▶ [Assignment] Transcribe the material verbatim, starting at its first line and stopping once the line containing "Outline every instance of the stacked" has been given; no picture should appear.

▶ [Provided material]
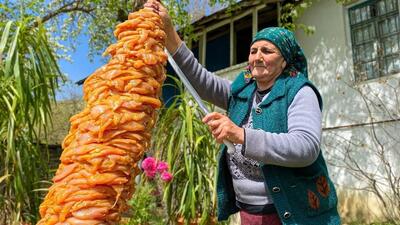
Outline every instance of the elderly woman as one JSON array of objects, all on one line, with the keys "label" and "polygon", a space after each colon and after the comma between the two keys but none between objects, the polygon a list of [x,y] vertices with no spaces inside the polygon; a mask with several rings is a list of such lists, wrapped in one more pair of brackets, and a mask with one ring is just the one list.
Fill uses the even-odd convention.
[{"label": "elderly woman", "polygon": [[337,197],[322,152],[322,99],[307,79],[307,62],[293,33],[266,28],[253,38],[248,67],[233,83],[208,72],[176,33],[166,9],[166,47],[199,95],[223,109],[203,119],[222,145],[217,178],[218,219],[240,212],[242,224],[340,224]]}]

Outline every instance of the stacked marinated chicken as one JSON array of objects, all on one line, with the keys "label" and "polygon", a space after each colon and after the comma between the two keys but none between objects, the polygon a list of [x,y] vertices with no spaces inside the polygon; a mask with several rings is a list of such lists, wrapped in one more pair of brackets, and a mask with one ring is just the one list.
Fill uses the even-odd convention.
[{"label": "stacked marinated chicken", "polygon": [[[61,164],[38,224],[118,224],[149,146],[165,79],[165,33],[149,9],[114,31],[108,64],[84,84],[86,108],[70,119]],[[135,210],[135,209],[133,209]]]}]

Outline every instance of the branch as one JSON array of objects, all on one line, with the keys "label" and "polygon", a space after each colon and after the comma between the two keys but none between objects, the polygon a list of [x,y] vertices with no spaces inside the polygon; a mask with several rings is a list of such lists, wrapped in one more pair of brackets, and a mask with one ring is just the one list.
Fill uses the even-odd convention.
[{"label": "branch", "polygon": [[[364,95],[361,93],[361,91],[360,91],[360,94],[361,94],[361,97],[362,97],[362,99],[364,100],[364,102],[365,102],[365,104],[366,104],[366,106],[367,106],[368,113],[369,113],[370,117],[372,118],[371,110],[370,110],[370,107],[369,107],[368,102],[367,102],[367,97],[364,96]],[[373,119],[373,118],[372,118],[372,119]],[[377,143],[378,146],[379,146],[379,148],[378,148],[378,150],[377,150],[377,151],[378,151],[378,152],[377,152],[378,157],[380,158],[381,162],[383,163],[383,168],[384,168],[384,170],[385,170],[385,172],[386,172],[387,180],[388,180],[388,182],[389,182],[389,185],[390,185],[390,187],[391,187],[391,190],[394,192],[393,194],[394,194],[396,197],[398,197],[398,195],[397,195],[398,193],[396,193],[396,185],[395,185],[395,182],[393,181],[393,178],[395,178],[396,176],[395,176],[395,174],[393,173],[392,165],[389,163],[389,161],[388,161],[387,158],[386,158],[386,155],[385,155],[385,147],[384,147],[383,143],[381,142],[381,140],[379,139],[379,137],[378,137],[378,135],[377,135],[377,131],[376,131],[375,125],[372,124],[372,125],[371,125],[371,128],[372,128],[372,137],[373,137],[375,143]],[[375,184],[374,184],[374,185],[375,185]]]},{"label": "branch", "polygon": [[81,0],[72,1],[70,3],[62,5],[60,8],[48,13],[47,15],[45,15],[42,18],[35,21],[32,24],[32,27],[37,27],[39,25],[39,23],[45,23],[46,21],[48,21],[60,14],[63,14],[63,13],[77,11],[77,12],[84,12],[84,13],[90,14],[94,10],[94,8],[86,8],[84,6],[80,6],[79,3],[81,3]]}]

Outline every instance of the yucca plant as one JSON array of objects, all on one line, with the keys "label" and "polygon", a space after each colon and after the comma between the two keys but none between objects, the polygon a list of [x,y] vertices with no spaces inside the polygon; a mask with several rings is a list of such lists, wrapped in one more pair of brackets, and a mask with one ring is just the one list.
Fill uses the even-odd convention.
[{"label": "yucca plant", "polygon": [[174,176],[164,200],[172,224],[179,218],[186,224],[210,224],[216,215],[218,145],[201,121],[198,105],[174,80],[181,94],[159,112],[152,143]]},{"label": "yucca plant", "polygon": [[43,26],[8,21],[0,30],[0,224],[34,223],[49,174],[41,137],[61,72]]}]

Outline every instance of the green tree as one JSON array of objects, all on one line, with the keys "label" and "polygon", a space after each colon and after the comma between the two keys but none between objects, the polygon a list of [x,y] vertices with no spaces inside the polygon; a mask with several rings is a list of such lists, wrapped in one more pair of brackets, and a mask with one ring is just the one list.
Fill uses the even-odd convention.
[{"label": "green tree", "polygon": [[[174,24],[180,28],[183,36],[191,37],[193,13],[188,12],[190,5],[205,0],[163,0],[169,9]],[[307,33],[313,27],[302,24],[296,25],[299,16],[317,0],[287,0],[284,1],[281,14],[281,25],[291,30],[304,29]],[[346,3],[350,0],[336,0]],[[145,0],[52,0],[50,3],[43,0],[9,1],[0,3],[0,21],[7,18],[18,20],[25,18],[31,26],[45,24],[51,33],[49,40],[57,50],[57,57],[67,58],[74,50],[77,37],[84,33],[89,37],[89,57],[101,54],[106,47],[115,41],[112,31],[115,25],[124,21],[129,12],[142,7]],[[237,0],[208,0],[206,5],[211,7],[226,6],[227,13],[237,9]],[[200,4],[204,5],[204,4]],[[200,10],[201,11],[201,10]]]},{"label": "green tree", "polygon": [[[0,21],[7,18],[28,18],[31,26],[45,24],[51,33],[50,41],[57,56],[67,58],[76,46],[77,37],[83,33],[89,36],[90,57],[101,54],[115,41],[112,32],[115,25],[127,19],[129,12],[138,10],[144,0],[24,0],[0,3]],[[190,34],[191,14],[185,9],[191,0],[164,0],[171,17],[178,27]],[[209,5],[232,4],[234,0],[212,0]]]}]

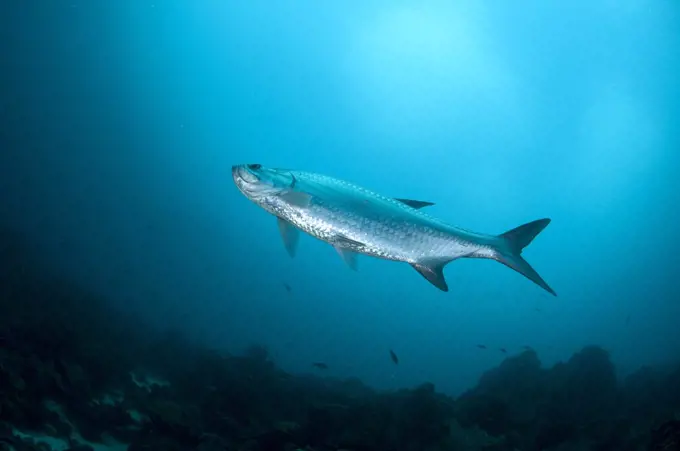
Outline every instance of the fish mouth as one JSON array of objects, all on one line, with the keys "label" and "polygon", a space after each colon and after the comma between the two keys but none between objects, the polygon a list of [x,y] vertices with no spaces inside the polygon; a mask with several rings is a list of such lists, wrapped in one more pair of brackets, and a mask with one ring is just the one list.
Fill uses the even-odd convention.
[{"label": "fish mouth", "polygon": [[247,198],[255,201],[275,196],[283,191],[268,174],[261,173],[261,168],[259,164],[239,164],[231,167],[231,176],[236,187]]},{"label": "fish mouth", "polygon": [[239,191],[249,198],[253,198],[261,190],[260,178],[248,169],[246,164],[232,166],[231,176]]},{"label": "fish mouth", "polygon": [[257,183],[257,177],[248,171],[246,165],[239,164],[231,167],[231,177],[234,179],[234,183],[241,192],[247,194],[254,187],[254,183]]},{"label": "fish mouth", "polygon": [[231,167],[231,175],[234,181],[242,180],[244,183],[258,183],[260,181],[259,177],[248,169],[245,164],[239,164]]}]

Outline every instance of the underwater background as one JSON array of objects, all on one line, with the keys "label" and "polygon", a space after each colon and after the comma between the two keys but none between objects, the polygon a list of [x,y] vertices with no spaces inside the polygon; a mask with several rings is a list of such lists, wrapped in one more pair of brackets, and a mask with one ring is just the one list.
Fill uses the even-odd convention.
[{"label": "underwater background", "polygon": [[[182,337],[147,365],[155,373],[203,352],[186,346],[248,350],[287,377],[380,393],[431,383],[453,403],[512,359],[549,373],[590,352],[612,386],[678,368],[647,393],[675,404],[645,414],[640,434],[680,415],[680,3],[5,1],[0,58],[1,338],[13,358],[55,342],[30,344],[37,331],[94,343],[90,329],[116,324],[96,355],[154,342],[152,330]],[[558,296],[488,260],[448,265],[444,293],[403,263],[363,257],[351,271],[308,236],[291,259],[274,217],[233,183],[244,163],[434,202],[429,214],[483,233],[549,217],[524,256]],[[37,323],[14,321],[19,310]],[[121,362],[166,355],[145,349]],[[87,373],[78,355],[63,359]],[[587,393],[561,396],[587,404]],[[81,395],[61,401],[94,396]],[[7,416],[29,398],[0,420],[40,429],[48,420]],[[483,424],[486,413],[461,418],[529,436]],[[573,438],[539,446],[534,432],[493,449]],[[342,445],[312,435],[286,443]],[[375,443],[363,449],[464,449]],[[210,449],[247,449],[232,445]],[[248,449],[284,449],[271,446]]]}]

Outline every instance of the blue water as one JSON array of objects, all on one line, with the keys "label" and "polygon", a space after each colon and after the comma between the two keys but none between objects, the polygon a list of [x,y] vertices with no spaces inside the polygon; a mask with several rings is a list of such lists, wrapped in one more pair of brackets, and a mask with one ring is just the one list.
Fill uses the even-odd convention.
[{"label": "blue water", "polygon": [[[121,308],[453,394],[498,348],[598,344],[622,373],[680,353],[677,2],[56,0],[0,23],[1,222]],[[550,217],[524,255],[559,296],[491,261],[451,263],[443,293],[309,237],[291,259],[240,163],[479,232]]]}]

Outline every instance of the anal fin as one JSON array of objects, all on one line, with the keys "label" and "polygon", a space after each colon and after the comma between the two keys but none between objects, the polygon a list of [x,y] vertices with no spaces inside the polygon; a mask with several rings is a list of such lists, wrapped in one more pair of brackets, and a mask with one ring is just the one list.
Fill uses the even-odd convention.
[{"label": "anal fin", "polygon": [[279,233],[283,239],[283,245],[286,247],[288,255],[295,257],[297,243],[300,240],[300,231],[285,219],[276,218],[276,220],[279,225]]},{"label": "anal fin", "polygon": [[435,287],[442,291],[449,291],[449,286],[444,278],[444,266],[451,260],[427,260],[419,263],[411,263],[413,269],[418,271],[421,276],[427,279]]}]

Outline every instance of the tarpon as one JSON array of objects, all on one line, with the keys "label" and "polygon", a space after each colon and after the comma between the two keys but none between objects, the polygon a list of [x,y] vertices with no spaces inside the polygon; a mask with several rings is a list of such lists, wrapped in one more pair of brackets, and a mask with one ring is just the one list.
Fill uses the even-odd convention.
[{"label": "tarpon", "polygon": [[277,217],[291,257],[302,230],[331,244],[354,270],[357,254],[406,262],[432,285],[448,291],[443,273],[447,263],[489,258],[556,295],[521,255],[550,219],[487,235],[425,214],[421,209],[432,202],[386,197],[321,174],[248,164],[233,166],[232,176],[248,199]]}]

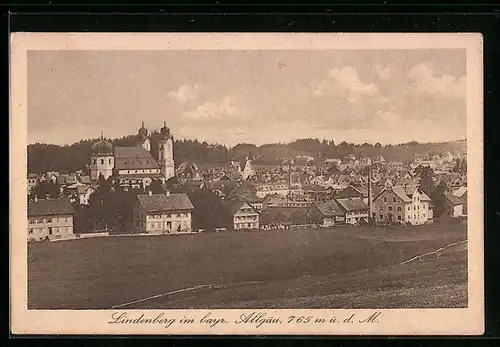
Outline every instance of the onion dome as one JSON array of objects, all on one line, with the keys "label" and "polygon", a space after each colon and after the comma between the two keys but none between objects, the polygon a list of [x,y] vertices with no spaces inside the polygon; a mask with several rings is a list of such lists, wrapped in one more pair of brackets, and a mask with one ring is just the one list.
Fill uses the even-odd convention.
[{"label": "onion dome", "polygon": [[164,138],[170,137],[170,129],[167,127],[167,122],[163,122],[163,127],[160,129],[160,134],[162,134]]},{"label": "onion dome", "polygon": [[92,154],[113,155],[113,145],[104,140],[101,132],[101,139],[92,145]]},{"label": "onion dome", "polygon": [[139,129],[139,138],[141,140],[145,140],[148,137],[148,129],[144,127],[144,122],[142,122],[142,126]]}]

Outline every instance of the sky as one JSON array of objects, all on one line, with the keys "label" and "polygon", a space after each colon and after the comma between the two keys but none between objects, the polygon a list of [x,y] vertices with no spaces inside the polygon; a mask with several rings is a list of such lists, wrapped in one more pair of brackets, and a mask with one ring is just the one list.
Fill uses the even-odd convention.
[{"label": "sky", "polygon": [[29,51],[28,141],[466,137],[465,50]]}]

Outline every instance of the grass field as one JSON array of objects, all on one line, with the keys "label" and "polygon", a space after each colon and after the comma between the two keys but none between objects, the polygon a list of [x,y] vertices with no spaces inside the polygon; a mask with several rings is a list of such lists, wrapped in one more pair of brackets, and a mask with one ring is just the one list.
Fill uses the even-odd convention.
[{"label": "grass field", "polygon": [[401,265],[466,234],[448,221],[33,243],[28,307],[466,307],[466,243]]}]

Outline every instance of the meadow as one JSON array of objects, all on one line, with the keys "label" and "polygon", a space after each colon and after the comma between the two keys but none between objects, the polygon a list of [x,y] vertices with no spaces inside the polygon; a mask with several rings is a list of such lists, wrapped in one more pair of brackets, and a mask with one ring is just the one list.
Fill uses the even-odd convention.
[{"label": "meadow", "polygon": [[466,239],[448,220],[30,243],[28,308],[466,307]]}]

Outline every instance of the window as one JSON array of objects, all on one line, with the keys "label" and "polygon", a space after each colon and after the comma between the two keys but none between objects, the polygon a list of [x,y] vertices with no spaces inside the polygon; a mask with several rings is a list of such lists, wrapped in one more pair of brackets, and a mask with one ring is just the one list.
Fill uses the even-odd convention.
[{"label": "window", "polygon": [[387,202],[387,198],[386,197],[384,197],[384,202]]},{"label": "window", "polygon": [[417,219],[417,215],[416,214],[413,215],[413,219]]},{"label": "window", "polygon": [[383,214],[380,215],[380,219],[384,219],[384,215]]},{"label": "window", "polygon": [[392,202],[396,202],[396,198],[392,198]]},{"label": "window", "polygon": [[401,212],[401,206],[398,206],[398,212]]},{"label": "window", "polygon": [[401,216],[398,216],[398,220],[401,220]]},{"label": "window", "polygon": [[69,217],[67,217],[67,218],[66,218],[66,222],[68,222],[68,223],[69,223]]},{"label": "window", "polygon": [[104,159],[101,159],[101,165],[104,164]]},{"label": "window", "polygon": [[410,210],[411,210],[411,206],[408,206],[408,211],[410,211]]},{"label": "window", "polygon": [[52,218],[47,218],[47,223],[52,223]]},{"label": "window", "polygon": [[38,219],[36,222],[37,222],[38,224],[42,224],[42,223],[43,223],[43,219]]},{"label": "window", "polygon": [[417,206],[417,210],[420,210],[420,205]]},{"label": "window", "polygon": [[94,165],[95,165],[95,159],[93,159],[93,160],[92,160],[92,164],[94,164]]},{"label": "window", "polygon": [[408,219],[411,219],[411,214],[410,214],[410,215],[408,215]]},{"label": "window", "polygon": [[109,163],[111,164],[111,159],[109,159]]},{"label": "window", "polygon": [[33,234],[33,229],[28,229],[28,234]]},{"label": "window", "polygon": [[392,206],[389,206],[389,207],[388,207],[388,210],[389,210],[389,211],[392,211]]},{"label": "window", "polygon": [[384,206],[380,205],[380,211],[383,211],[383,210],[384,210]]},{"label": "window", "polygon": [[180,216],[181,216],[180,213],[177,213],[177,218],[180,218]]},{"label": "window", "polygon": [[424,217],[424,218],[425,218],[425,213],[422,215],[422,217]]}]

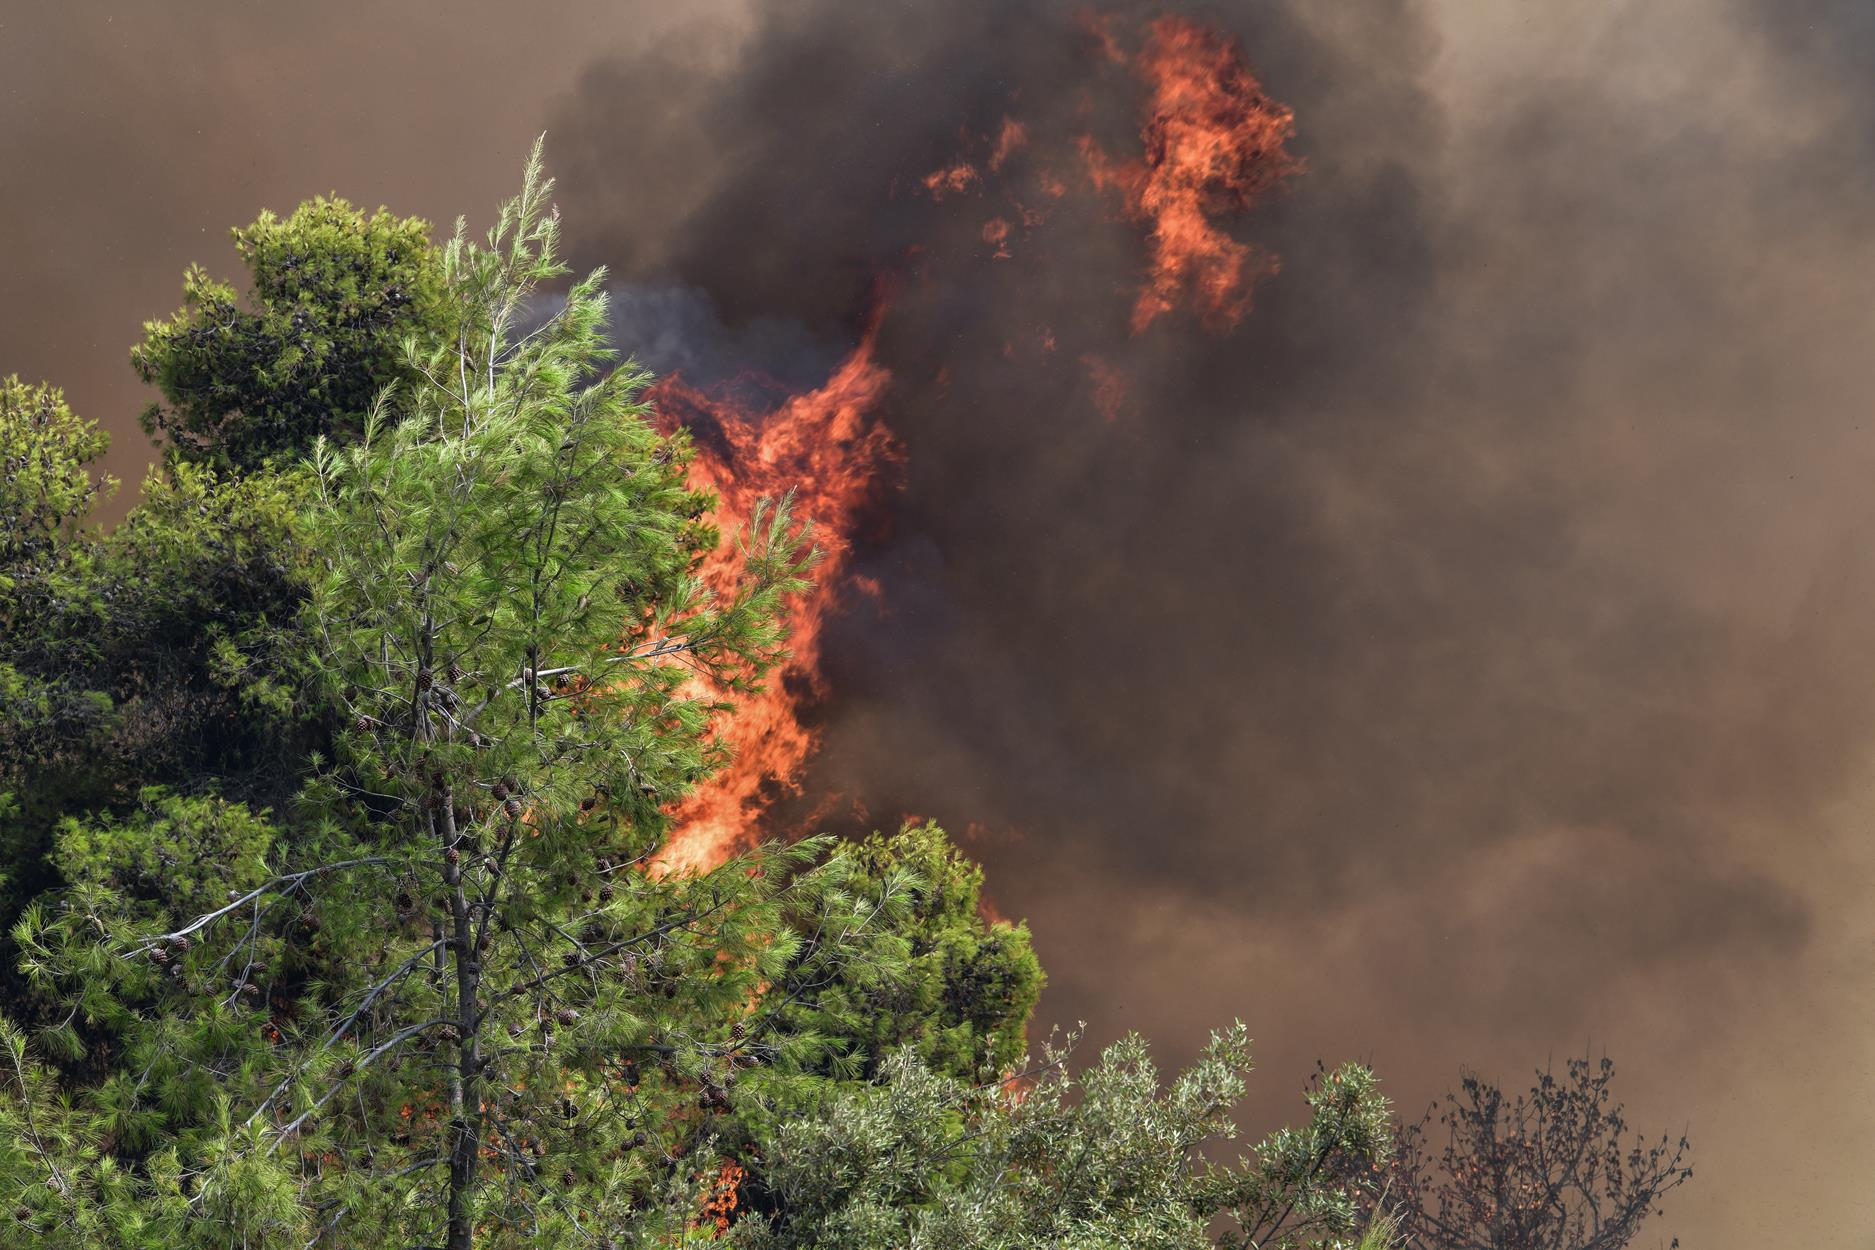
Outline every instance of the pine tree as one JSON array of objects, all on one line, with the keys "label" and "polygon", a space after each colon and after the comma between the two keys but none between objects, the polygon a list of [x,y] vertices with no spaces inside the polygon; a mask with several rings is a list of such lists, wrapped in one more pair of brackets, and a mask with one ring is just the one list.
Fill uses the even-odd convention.
[{"label": "pine tree", "polygon": [[984,917],[983,870],[930,823],[874,834],[829,868],[860,898],[882,899],[899,881],[917,886],[904,921],[875,929],[868,949],[849,952],[811,999],[780,1007],[777,1029],[827,1038],[821,1074],[845,1080],[871,1080],[907,1046],[943,1076],[985,1081],[1012,1070],[1042,968],[1026,924]]},{"label": "pine tree", "polygon": [[[165,463],[108,533],[80,524],[115,486],[89,470],[105,436],[49,387],[0,386],[0,929],[59,884],[66,817],[132,815],[151,786],[279,803],[329,753],[298,671],[300,462],[356,438],[405,340],[441,332],[427,232],[321,198],[233,232],[244,296],[191,267],[131,352]],[[13,962],[0,939],[0,982]]]},{"label": "pine tree", "polygon": [[58,388],[0,378],[0,626],[16,628],[14,593],[116,483],[90,465],[110,436],[72,412]]},{"label": "pine tree", "polygon": [[[260,879],[149,918],[85,869],[96,836],[64,831],[73,888],[19,926],[67,1004],[38,1046],[116,1062],[77,1099],[9,1104],[44,1244],[681,1233],[646,1212],[694,1211],[710,1169],[674,1150],[708,1157],[695,1121],[756,1061],[763,989],[825,975],[780,900],[828,952],[900,910],[897,888],[881,907],[799,871],[818,843],[644,871],[664,805],[715,762],[710,691],[780,658],[807,555],[784,501],[743,538],[735,596],[692,576],[703,501],[643,419],[644,375],[611,367],[602,275],[524,324],[560,272],[549,190],[537,153],[486,246],[458,230],[453,333],[413,344],[421,381],[359,444],[315,457],[308,620],[351,718],[338,758],[284,817],[166,809],[198,845],[234,820]],[[6,1041],[16,1092],[48,1088]]]},{"label": "pine tree", "polygon": [[245,306],[191,266],[182,308],[144,324],[131,365],[168,401],[144,410],[144,429],[172,459],[242,471],[356,438],[378,393],[412,380],[405,340],[444,328],[429,223],[321,197],[284,221],[263,212],[234,245]]},{"label": "pine tree", "polygon": [[[63,884],[62,821],[130,816],[152,786],[279,804],[327,748],[336,713],[298,626],[305,485],[176,464],[108,534],[19,540],[36,549],[0,595],[0,926]],[[0,524],[31,532],[17,516]]]},{"label": "pine tree", "polygon": [[[621,998],[629,982],[601,970],[661,956],[645,975],[723,1019],[752,978],[780,971],[781,952],[745,923],[766,877],[737,865],[657,882],[637,867],[663,807],[711,763],[710,704],[684,681],[701,669],[736,687],[780,658],[780,598],[804,588],[799,538],[785,504],[758,517],[744,591],[705,598],[684,561],[697,507],[681,448],[644,420],[645,375],[606,367],[603,274],[521,324],[561,272],[537,158],[487,247],[458,231],[443,249],[454,341],[412,362],[423,381],[395,425],[374,420],[359,446],[316,455],[315,543],[333,554],[315,619],[356,718],[347,762],[392,805],[390,866],[423,901],[413,920],[427,913],[412,957],[436,974],[434,1004],[400,1034],[446,1070],[450,1250],[498,1218],[481,1201],[485,1151],[512,1187],[538,1170],[525,1152],[559,1135],[548,1125],[566,1081],[634,1049],[677,1053]],[[686,1048],[685,1062],[707,1051]],[[707,1094],[727,1073],[686,1075]],[[491,1107],[495,1081],[528,1092]],[[603,1150],[564,1162],[576,1206],[630,1195]],[[502,1209],[543,1218],[526,1192]]]},{"label": "pine tree", "polygon": [[[91,440],[47,425],[15,566],[52,570],[35,593],[60,623],[20,651],[22,688],[57,705],[86,645],[109,681],[97,732],[0,758],[46,805],[58,886],[12,930],[0,1240],[988,1250],[1197,1246],[1223,1220],[1224,1245],[1342,1244],[1354,1208],[1320,1159],[1374,1148],[1371,1076],[1337,1074],[1236,1169],[1193,1152],[1228,1134],[1241,1030],[1164,1094],[1138,1042],[1078,1087],[1054,1051],[1012,1084],[1040,970],[934,827],[651,869],[812,557],[782,500],[734,536],[733,594],[696,578],[722,536],[607,347],[603,274],[544,292],[550,190],[536,149],[486,243],[459,225],[436,250],[394,368],[383,319],[324,357],[390,383],[355,422],[280,308],[243,323],[247,355],[153,330],[208,352],[198,382],[280,367],[164,426],[118,535],[72,540]],[[267,254],[291,260],[283,237]],[[316,325],[351,292],[295,298],[335,301],[299,308]],[[217,393],[157,376],[178,403]],[[122,659],[140,637],[153,658]],[[152,689],[177,701],[139,710]],[[166,707],[187,750],[146,732]],[[97,743],[127,749],[96,769]],[[265,783],[229,768],[256,749]],[[51,765],[97,783],[65,801]]]}]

▶ [Solution for this problem]
Outline every instance of the elderly woman as one JSON array of objects, all on one line, with the keys "label" and "polygon", a space after each colon and after the comma between the two keys but none between objects, the polygon a list of [x,y] vertices with no spaces inside the polygon; a mask with several rings is a list of such lists, wrapped in one more pair of brackets, and a mask with one ring is just the one list.
Fill uses the even-odd convention.
[{"label": "elderly woman", "polygon": [[337,197],[322,152],[322,99],[307,79],[307,62],[293,33],[266,28],[253,38],[248,67],[233,83],[208,72],[176,33],[166,9],[166,47],[199,95],[223,109],[203,119],[222,145],[217,178],[218,219],[240,212],[242,224],[340,224]]}]

Outline every instance of the stacked marinated chicken as one JSON array of objects, all on one line, with the keys "label" and "polygon", a space after each colon and after the comma between the two keys but none between objects, the polygon a list of [x,y] vertices with no spaces inside the polygon; a mask with several rings is a list of such lists, wrapped in one more pair of brackets, and a mask with one ring is just the one list.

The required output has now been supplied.